## What to work on
Whenever a line below includes the string "shirt", show it.

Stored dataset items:
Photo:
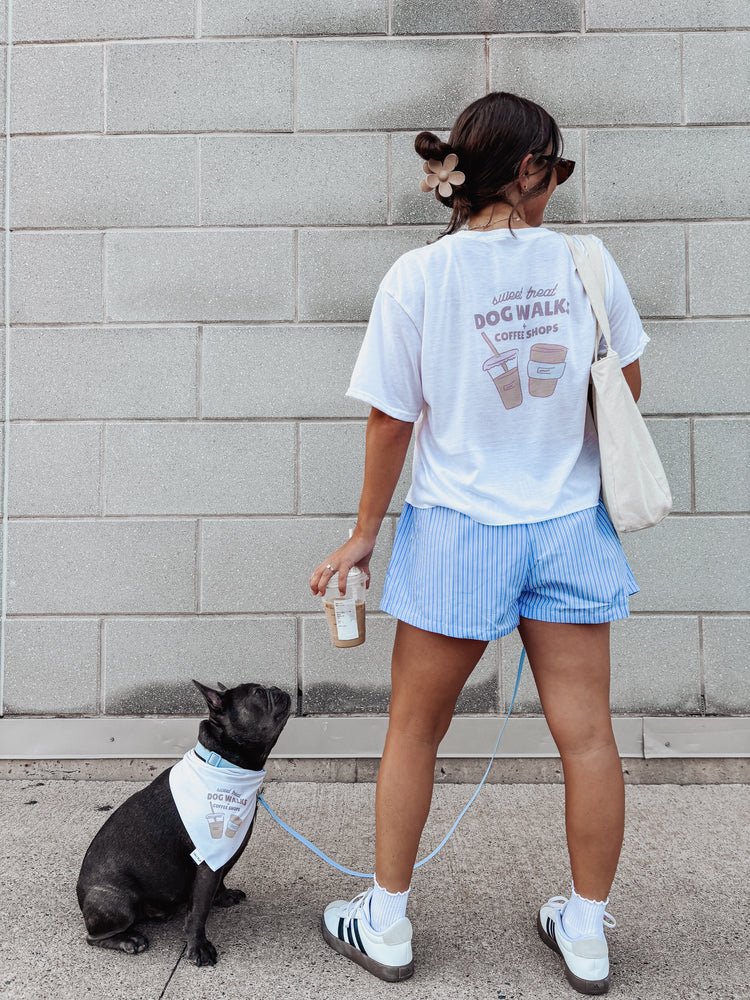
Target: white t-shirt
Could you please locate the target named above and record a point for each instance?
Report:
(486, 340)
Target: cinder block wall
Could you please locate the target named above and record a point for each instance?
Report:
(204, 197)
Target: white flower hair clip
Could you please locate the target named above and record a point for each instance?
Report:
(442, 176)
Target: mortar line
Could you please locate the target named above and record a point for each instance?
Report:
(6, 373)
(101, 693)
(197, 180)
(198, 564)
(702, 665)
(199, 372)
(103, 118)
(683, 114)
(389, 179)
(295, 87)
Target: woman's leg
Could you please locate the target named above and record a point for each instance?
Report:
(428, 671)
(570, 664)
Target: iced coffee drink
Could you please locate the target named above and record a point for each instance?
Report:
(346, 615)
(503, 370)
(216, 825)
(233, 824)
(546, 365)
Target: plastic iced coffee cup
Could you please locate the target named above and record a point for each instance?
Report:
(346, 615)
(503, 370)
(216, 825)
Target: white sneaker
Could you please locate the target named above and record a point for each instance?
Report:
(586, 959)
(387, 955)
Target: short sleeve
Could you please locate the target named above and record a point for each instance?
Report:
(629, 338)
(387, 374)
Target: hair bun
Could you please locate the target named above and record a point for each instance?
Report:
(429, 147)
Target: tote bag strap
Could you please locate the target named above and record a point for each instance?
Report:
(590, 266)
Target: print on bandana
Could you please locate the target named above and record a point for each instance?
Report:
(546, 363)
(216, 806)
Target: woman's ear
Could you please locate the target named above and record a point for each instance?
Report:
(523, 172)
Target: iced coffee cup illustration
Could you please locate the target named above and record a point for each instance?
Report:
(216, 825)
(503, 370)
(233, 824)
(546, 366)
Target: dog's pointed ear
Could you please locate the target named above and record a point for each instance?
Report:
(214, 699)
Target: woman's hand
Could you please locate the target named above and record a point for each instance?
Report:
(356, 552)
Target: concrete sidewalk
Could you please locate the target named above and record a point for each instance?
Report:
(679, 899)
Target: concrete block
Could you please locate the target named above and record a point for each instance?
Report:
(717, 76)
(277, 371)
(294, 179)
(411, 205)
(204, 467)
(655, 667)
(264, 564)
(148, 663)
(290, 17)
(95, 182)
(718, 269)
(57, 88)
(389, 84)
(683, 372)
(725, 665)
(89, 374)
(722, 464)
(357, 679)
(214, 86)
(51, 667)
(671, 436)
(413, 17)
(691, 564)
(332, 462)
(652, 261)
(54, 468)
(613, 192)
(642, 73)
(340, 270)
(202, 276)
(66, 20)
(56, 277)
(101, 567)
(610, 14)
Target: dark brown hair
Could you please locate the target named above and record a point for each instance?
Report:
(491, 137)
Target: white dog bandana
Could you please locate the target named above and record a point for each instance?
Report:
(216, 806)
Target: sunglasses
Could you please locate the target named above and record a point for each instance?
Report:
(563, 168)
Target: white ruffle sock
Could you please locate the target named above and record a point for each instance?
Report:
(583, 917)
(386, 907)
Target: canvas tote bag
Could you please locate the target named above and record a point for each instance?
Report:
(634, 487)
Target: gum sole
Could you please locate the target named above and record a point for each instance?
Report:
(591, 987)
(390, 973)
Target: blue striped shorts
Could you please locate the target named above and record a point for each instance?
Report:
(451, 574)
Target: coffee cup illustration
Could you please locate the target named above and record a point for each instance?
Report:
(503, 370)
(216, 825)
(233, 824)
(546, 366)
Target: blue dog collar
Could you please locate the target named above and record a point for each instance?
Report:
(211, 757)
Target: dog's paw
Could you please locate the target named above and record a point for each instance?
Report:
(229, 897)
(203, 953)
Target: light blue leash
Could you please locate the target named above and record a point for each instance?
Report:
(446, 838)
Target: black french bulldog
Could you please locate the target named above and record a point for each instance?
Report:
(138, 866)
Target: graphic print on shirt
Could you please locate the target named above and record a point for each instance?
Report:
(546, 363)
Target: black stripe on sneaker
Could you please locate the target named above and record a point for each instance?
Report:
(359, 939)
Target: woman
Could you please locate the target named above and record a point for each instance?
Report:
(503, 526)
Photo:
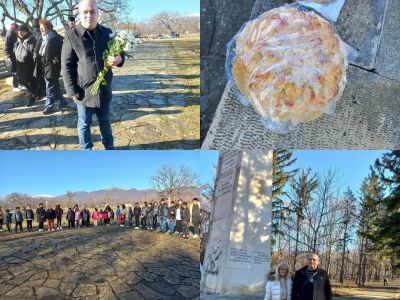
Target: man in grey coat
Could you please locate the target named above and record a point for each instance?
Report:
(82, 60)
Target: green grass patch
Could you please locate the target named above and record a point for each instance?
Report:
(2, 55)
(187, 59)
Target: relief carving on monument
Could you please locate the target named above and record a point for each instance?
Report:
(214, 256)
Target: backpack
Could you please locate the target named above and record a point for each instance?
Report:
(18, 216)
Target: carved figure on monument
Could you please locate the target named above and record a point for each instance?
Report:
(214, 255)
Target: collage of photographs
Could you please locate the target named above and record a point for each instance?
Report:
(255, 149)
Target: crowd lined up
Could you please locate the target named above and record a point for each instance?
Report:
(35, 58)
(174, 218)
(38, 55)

## Solution to the problem
Target: white t-shirt
Target: graphic print on shirt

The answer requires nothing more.